►

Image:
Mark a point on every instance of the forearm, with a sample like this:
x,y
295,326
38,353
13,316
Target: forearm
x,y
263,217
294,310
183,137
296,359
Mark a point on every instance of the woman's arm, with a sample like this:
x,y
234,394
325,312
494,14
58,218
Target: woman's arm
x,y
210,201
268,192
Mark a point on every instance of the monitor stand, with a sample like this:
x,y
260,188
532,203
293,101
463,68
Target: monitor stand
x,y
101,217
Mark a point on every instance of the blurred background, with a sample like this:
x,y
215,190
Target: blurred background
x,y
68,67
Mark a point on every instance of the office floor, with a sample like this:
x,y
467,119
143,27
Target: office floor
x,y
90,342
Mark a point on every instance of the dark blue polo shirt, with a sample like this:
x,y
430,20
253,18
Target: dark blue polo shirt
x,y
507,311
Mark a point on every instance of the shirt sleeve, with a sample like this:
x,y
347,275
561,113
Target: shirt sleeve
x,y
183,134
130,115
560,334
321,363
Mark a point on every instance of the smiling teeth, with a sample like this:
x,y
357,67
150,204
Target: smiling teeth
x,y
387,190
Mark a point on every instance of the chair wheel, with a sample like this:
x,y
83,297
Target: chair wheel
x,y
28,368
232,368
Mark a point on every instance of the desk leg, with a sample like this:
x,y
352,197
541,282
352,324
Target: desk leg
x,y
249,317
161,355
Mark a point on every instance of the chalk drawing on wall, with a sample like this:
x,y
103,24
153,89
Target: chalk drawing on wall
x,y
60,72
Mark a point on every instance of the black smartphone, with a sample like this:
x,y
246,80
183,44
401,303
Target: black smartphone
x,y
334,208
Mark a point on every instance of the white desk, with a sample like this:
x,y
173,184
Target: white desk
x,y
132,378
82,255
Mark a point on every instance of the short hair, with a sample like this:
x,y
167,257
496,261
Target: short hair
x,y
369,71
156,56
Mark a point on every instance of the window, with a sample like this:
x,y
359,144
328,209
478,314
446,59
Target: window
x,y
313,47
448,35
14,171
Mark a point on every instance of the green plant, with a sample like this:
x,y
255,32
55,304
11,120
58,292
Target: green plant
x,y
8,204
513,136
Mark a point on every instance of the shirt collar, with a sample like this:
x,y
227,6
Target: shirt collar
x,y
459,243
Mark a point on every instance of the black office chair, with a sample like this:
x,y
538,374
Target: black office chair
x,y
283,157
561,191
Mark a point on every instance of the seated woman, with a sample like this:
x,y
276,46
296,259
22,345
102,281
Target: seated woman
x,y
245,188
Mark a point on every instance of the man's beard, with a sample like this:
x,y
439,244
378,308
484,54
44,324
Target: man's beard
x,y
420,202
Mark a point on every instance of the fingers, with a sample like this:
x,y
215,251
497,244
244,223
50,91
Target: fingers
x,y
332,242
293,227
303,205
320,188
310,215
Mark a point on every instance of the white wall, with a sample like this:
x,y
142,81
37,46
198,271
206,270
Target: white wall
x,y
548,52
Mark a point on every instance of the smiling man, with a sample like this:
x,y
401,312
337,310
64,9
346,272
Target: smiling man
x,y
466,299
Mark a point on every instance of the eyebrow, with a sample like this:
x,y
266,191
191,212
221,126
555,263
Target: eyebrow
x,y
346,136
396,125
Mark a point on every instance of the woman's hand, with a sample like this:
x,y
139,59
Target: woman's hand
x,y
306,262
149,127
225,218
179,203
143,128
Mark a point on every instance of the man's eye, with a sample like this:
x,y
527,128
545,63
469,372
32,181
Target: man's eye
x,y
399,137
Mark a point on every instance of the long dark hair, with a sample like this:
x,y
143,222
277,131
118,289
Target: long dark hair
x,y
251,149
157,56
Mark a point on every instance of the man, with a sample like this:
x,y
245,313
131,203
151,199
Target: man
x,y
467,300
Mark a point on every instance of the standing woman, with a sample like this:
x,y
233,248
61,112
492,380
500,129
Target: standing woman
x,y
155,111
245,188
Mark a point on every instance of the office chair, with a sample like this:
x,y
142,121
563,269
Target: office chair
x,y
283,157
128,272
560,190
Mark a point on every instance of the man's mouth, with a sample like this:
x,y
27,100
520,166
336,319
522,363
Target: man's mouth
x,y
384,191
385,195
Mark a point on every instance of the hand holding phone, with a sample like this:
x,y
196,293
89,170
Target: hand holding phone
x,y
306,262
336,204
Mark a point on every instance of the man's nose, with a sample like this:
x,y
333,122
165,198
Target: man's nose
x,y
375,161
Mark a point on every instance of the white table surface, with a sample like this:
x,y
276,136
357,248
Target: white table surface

◄

(EXERCISE):
Every record above should be copied exactly.

(EXERCISE RESPONSE):
Image:
Mark a point on every instance of the forearm, with a sample like this:
x,y
295,326
38,353
13,316
Target: forearm
x,y
263,217
294,310
183,137
296,359
Mark a point on every instance of the woman's arm, with a sample like this:
x,y
234,394
325,312
494,14
58,218
Target: woman's arm
x,y
210,201
268,192
Mark a point on every instance of the monitor stand, with a sample like this:
x,y
260,188
532,203
293,101
463,68
Target: monitor stand
x,y
101,217
Mark a point on every instance of the blurred background, with a sample like this:
x,y
215,190
Target: blurred background
x,y
68,67
Mark a point on every instance of the office floor, with a sample like this:
x,y
467,119
143,27
Target: office floor
x,y
90,342
Mark a point on every instance of the dark blue polo shirt, with a sample like this:
x,y
430,20
253,18
Target: dark blue polo shirt
x,y
507,311
Mark a point on every instance of the shirt sleeve, with a sample like this:
x,y
347,275
561,113
Target: shirt sleeve
x,y
183,134
130,115
560,334
321,363
Mark a point on every instance of the smiling teeth, with a sample like this:
x,y
357,67
150,204
Target: smiling teeth
x,y
387,190
Mark a point on every instance of the chair wheel, with a sample like this:
x,y
83,297
Target: chair wheel
x,y
28,368
232,368
Mark a point on every instance of the desk leg, with a sample like this:
x,y
352,197
541,282
352,324
Target: desk leg
x,y
249,317
161,355
Mark a point on every instance of the chalk drawing on wall, with a sample like this:
x,y
103,24
153,89
Target: chalk drawing on wall
x,y
60,72
Mark a point on every instance of the black smartphone, with a sample like this:
x,y
246,80
183,44
401,303
Target: black smartphone
x,y
334,208
Mark a point on every instance of the white desk, with a sample like this:
x,y
173,184
Target: white desk
x,y
132,378
82,255
Mark a point on every instance of the short hair, with a sample like this:
x,y
167,257
496,261
Target: short hair
x,y
369,71
156,56
Mark a point on every instance of the window, with a sample like this:
x,y
359,144
328,209
478,314
446,59
Target: window
x,y
313,47
448,35
14,171
Mark a point on every instance of the green plant, with a sample like this:
x,y
255,32
55,304
11,120
58,292
Target: green plant
x,y
8,204
513,136
Mark a point on every instance of the shirt collar, with a sample like this:
x,y
227,6
Target: shirt collar
x,y
459,243
Mark a point on every instance of the black office chair, with a sample like this:
x,y
538,374
Target: black office chair
x,y
283,157
561,191
Mark a point on every instance of the seated woman, with a sample like this:
x,y
276,46
296,259
22,345
102,281
Target: seated woman
x,y
245,188
Mark a point on every instance of the man's beard, with a sample like this:
x,y
439,244
378,308
484,54
44,324
Target: man's beard
x,y
420,202
Mark a point on every instance of the fingers, with a sample like this:
x,y
215,251
497,244
244,223
50,91
Target: fingers
x,y
332,242
293,227
303,205
320,188
310,215
Mark a point on every instance of the white wall, with a sample like this:
x,y
142,81
37,46
198,271
206,270
Target: white wall
x,y
548,52
Mark a point on every instance of the smiling man, with a sample like this:
x,y
401,312
337,310
64,9
346,272
Target: smiling man
x,y
466,299
Mark a point on every instance of the eyebrow, with a sample like this:
x,y
266,191
191,212
221,126
555,263
Target: eyebrow
x,y
346,136
396,125
Mark a point on every instance of the woman's hand, with a sample like this:
x,y
139,59
Target: woman's hand
x,y
306,262
149,127
225,218
179,203
143,128
Mark a point on every instance of the man's eye, with a sample like this:
x,y
527,128
545,63
469,372
32,181
Target: man's eye
x,y
399,137
Mark a point on every instance of the long dark hair, with a sample like this:
x,y
143,222
277,131
118,289
Target: long dark hair
x,y
251,149
157,56
Mark a point on every instance of the man, with a sample like this:
x,y
245,313
131,203
151,199
Target: man
x,y
467,300
Mark a point on every instance of the standing woman, with a sample like this:
x,y
233,248
61,112
492,380
500,129
Target: standing woman
x,y
155,111
245,188
Mark a point on every instance of the office chair, with a sample like this:
x,y
142,121
563,269
Target: office chair
x,y
283,157
128,272
560,190
Mark a point on every instance of the man's mouth, with a sample like this:
x,y
27,100
520,166
336,319
522,363
Target: man's mouth
x,y
384,191
385,195
Mark a point on every instance of the hand holding phone, with a sample like this:
x,y
196,293
89,170
Target: hand holding phone
x,y
306,262
336,204
Mark a point on every instance of the man's nose, with a sample like this:
x,y
333,122
165,198
Target: man's nose
x,y
375,161
Mark a point on every instance of the white table surface, with a sample like this:
x,y
276,136
357,248
Target: white table surface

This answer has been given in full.